Given text:
========================================

Apple works hard and expends a ton of resources to bolster iPhone security. Still, there’s no denying that mobile device security is often a game of cat-and-mouse, with Apple security engineers often responding to newly unearthed security loopholes and zero-day exploits as they arise.
So while Apple routinely issues iOS security updates, the release of iOS 14.8 about a week ago is unique. The iOS 14.8 update fixes a security vulnerability that would allow a malicious actor to have full access to everything on your phone. Suffice it to say, if you’re still running an older version of iOS 14, you should update to iOS 15 immediately.
A sophisticated iPhone security exploit
The exploit in question reportedly comes from the NSO Group, an organization responsible for some of the most advanced and sophisticated iPhone spyware ever created. The exploit itself can easily infect iPhones, iPads, Macs, and even Apple Watches. The spyware is known as Pegasus, but security researchers call it FORCEDENTRY.
Once the spyware infects a device, it keeps tabs on everything. Pegasus can monitor all sorts of data. That list includes phone calls, browser history, photos, emails, and messages sent and received via text, Facebook, WhatsApp.The spyware can also track your location and turn on your microphone for recording.

========================================

Work task A: In the iPhone security article, what name do security researchers use for the Pegasus spyware?
Work task B: Carry on the article about the Pegasus iPhone spyware, picking up after its last sentence.

========================================

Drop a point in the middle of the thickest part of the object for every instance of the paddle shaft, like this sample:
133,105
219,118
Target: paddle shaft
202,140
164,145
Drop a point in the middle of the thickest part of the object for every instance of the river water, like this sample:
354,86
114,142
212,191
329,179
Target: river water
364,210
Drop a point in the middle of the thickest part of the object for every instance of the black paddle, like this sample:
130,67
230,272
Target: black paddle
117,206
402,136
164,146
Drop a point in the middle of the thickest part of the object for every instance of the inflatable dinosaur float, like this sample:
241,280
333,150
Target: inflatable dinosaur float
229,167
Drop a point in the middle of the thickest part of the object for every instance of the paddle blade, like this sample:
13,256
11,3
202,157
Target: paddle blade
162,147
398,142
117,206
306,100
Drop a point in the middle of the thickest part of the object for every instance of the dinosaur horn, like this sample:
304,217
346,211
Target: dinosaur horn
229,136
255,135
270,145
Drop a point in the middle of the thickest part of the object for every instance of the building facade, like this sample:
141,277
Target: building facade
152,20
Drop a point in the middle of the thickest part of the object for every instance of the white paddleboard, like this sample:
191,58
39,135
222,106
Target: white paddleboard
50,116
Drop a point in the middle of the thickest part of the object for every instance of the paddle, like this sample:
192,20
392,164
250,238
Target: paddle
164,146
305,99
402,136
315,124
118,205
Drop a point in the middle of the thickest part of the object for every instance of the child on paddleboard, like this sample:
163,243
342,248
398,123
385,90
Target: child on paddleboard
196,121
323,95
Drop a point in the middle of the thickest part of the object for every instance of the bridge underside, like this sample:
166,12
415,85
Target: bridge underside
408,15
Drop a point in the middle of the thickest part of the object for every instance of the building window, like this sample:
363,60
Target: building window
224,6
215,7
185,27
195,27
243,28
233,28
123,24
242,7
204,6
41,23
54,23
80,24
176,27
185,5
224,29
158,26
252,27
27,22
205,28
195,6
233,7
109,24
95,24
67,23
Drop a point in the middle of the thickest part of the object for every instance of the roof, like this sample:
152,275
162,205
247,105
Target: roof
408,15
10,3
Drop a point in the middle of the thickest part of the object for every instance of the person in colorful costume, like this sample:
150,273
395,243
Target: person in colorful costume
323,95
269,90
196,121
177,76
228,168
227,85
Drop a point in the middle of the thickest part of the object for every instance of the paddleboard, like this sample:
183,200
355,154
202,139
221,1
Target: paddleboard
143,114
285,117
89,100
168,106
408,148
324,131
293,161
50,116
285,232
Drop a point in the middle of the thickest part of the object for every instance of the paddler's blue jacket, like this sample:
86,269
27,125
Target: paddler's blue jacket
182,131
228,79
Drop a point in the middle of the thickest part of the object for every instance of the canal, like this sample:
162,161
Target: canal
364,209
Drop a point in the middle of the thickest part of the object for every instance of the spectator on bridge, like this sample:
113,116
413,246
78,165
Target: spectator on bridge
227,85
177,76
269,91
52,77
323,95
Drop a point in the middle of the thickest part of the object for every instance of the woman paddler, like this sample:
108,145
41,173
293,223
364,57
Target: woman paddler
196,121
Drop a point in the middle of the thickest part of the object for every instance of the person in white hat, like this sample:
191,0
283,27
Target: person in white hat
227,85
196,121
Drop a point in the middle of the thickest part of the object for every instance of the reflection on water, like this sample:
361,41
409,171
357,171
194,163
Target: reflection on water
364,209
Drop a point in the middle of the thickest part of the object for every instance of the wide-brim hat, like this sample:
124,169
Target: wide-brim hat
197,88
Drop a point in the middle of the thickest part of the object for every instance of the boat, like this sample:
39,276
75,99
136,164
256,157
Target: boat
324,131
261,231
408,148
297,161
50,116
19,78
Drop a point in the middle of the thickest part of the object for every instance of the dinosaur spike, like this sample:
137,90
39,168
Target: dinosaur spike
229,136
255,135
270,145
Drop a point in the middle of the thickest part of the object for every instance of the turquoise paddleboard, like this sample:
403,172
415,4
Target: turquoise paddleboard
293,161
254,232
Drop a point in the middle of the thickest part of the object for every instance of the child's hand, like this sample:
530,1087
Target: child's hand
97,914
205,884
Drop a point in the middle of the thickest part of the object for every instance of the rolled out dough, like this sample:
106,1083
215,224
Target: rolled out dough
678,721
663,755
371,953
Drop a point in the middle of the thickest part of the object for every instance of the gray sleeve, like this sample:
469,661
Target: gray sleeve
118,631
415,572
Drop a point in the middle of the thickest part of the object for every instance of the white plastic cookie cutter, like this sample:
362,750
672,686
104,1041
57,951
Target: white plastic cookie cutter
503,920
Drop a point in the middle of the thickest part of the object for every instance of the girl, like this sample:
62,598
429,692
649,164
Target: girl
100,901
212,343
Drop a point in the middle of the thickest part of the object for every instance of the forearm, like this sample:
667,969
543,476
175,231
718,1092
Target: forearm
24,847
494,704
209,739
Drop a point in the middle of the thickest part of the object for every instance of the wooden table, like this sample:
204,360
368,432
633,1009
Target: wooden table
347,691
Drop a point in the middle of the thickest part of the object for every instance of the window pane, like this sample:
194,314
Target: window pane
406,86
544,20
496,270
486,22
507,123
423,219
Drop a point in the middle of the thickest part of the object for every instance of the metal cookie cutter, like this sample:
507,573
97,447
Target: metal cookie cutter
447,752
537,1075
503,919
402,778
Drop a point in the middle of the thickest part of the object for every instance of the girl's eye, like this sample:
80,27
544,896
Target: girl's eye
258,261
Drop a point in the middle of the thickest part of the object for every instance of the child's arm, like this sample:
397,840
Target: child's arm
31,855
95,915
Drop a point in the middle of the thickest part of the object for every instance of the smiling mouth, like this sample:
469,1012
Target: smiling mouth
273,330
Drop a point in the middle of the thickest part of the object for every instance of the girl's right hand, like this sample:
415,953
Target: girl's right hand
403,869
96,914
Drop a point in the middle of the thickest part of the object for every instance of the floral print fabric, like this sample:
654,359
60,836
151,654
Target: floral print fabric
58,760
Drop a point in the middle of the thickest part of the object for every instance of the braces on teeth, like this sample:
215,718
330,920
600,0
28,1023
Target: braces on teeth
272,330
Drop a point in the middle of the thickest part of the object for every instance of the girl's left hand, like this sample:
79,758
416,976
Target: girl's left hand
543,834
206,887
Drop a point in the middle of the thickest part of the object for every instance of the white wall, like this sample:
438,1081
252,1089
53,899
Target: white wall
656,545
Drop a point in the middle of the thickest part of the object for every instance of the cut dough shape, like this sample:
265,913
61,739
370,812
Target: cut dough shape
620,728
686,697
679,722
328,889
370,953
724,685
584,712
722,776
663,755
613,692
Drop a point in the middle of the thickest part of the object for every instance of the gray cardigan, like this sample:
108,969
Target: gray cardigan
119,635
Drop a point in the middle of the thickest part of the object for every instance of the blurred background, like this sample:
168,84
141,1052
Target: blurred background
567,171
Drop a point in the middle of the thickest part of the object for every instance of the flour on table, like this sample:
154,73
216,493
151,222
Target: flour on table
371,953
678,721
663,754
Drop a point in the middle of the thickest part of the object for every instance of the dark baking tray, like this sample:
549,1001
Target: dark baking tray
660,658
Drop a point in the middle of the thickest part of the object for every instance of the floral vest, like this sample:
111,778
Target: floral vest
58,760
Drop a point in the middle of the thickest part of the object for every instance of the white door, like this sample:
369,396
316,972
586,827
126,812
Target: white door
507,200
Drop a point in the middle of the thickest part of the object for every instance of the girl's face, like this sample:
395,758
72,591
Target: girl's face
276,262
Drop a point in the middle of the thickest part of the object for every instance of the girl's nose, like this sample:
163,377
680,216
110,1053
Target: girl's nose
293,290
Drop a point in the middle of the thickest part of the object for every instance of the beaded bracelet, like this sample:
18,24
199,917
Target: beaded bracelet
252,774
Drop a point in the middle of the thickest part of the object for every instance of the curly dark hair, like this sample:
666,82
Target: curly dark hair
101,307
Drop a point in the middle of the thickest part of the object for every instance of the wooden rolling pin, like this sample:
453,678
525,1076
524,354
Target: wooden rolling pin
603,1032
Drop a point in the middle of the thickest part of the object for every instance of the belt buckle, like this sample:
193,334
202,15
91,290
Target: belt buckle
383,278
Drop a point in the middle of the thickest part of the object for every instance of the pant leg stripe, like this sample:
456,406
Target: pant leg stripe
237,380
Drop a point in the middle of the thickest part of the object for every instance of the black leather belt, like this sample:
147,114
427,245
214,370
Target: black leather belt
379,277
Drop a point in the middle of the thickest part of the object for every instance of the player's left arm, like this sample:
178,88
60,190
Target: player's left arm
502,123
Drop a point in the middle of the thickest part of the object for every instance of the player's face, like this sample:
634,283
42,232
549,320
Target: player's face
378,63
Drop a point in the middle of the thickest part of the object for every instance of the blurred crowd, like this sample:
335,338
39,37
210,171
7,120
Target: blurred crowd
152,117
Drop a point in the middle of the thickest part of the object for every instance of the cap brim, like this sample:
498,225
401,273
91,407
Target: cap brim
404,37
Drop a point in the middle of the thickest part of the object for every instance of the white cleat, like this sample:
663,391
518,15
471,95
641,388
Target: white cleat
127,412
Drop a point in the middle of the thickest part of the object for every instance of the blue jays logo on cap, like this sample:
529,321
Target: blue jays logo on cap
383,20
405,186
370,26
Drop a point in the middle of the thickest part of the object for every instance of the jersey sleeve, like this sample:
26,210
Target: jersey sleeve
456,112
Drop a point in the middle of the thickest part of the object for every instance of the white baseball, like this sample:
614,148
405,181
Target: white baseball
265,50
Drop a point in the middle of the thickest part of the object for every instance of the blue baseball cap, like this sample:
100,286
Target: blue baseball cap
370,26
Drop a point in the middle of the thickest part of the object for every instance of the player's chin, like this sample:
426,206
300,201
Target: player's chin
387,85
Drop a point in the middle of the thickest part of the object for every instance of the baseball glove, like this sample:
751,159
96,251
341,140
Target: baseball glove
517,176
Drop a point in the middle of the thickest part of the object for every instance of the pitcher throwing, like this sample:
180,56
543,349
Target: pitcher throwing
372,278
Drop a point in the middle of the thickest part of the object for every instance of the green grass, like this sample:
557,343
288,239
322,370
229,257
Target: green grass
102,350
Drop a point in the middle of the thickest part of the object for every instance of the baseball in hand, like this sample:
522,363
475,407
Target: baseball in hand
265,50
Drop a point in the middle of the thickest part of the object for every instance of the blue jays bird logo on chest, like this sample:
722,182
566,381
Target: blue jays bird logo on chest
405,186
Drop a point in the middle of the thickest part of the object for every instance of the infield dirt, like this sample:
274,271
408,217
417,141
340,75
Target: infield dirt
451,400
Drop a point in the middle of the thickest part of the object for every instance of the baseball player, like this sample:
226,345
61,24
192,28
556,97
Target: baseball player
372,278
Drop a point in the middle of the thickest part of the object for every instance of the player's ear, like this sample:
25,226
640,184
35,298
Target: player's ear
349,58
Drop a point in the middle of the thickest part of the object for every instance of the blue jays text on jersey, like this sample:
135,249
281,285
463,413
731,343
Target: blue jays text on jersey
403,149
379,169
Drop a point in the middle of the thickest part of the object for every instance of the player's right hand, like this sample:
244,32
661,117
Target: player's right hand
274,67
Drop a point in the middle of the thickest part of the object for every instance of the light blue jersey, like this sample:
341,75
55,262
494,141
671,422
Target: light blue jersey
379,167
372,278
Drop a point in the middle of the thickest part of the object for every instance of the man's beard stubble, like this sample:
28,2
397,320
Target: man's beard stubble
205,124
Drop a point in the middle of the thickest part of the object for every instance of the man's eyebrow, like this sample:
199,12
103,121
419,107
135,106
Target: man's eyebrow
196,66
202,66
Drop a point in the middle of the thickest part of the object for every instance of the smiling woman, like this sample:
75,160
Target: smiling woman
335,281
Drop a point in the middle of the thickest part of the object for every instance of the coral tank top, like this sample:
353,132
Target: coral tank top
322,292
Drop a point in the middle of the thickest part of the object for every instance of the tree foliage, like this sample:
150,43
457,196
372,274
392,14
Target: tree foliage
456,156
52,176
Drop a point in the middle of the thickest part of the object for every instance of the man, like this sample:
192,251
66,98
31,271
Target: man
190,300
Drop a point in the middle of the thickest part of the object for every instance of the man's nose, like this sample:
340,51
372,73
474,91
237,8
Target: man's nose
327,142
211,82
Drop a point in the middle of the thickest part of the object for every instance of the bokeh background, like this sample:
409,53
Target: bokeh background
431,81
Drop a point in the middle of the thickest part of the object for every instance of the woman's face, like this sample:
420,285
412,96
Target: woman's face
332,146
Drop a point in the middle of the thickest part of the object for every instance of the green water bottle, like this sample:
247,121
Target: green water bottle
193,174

========================================

Expected answer A: FORCEDENTRY

Expected answer B:
How the spyware spreads
Previous iterations of Pegasus from the NSO Group required a target to click on a link. The latest version, however, is far more sophisticated. The current incarnation of Pegasus can infect a device with absolutely no action from the target.
The New York Times reveals that one attack vector simply involved sending a target a photo. This photo then took advantage of “the way that Apple processes images and allowed the Pegasus spyware to be quietly downloaded onto Apple devices.”
The full Citizen Lab security report regarding Pegasus is viewable over here.
Apple’s iPhone bug bounty program
On a related note, it’s worth mentioning that some security researchers aren’t happy with Apple’s bug bounty problem. According to some security researchers, Apple doesn’t always pay out what it owes. Further, some Apple employees said that there’s a backlog of bugs that Apple needs to sift through.
The Washington Post reports that Apple’s “insular culture has hurt the program and created a blind spot on security.”
It’s quite common for tech companies to pay researchers who unearth security vulnerabilities. Apple’s bug bounty program, however, only started a few years ago. Additionally, the payment tiers at Apple are lower than they are at other tech companies.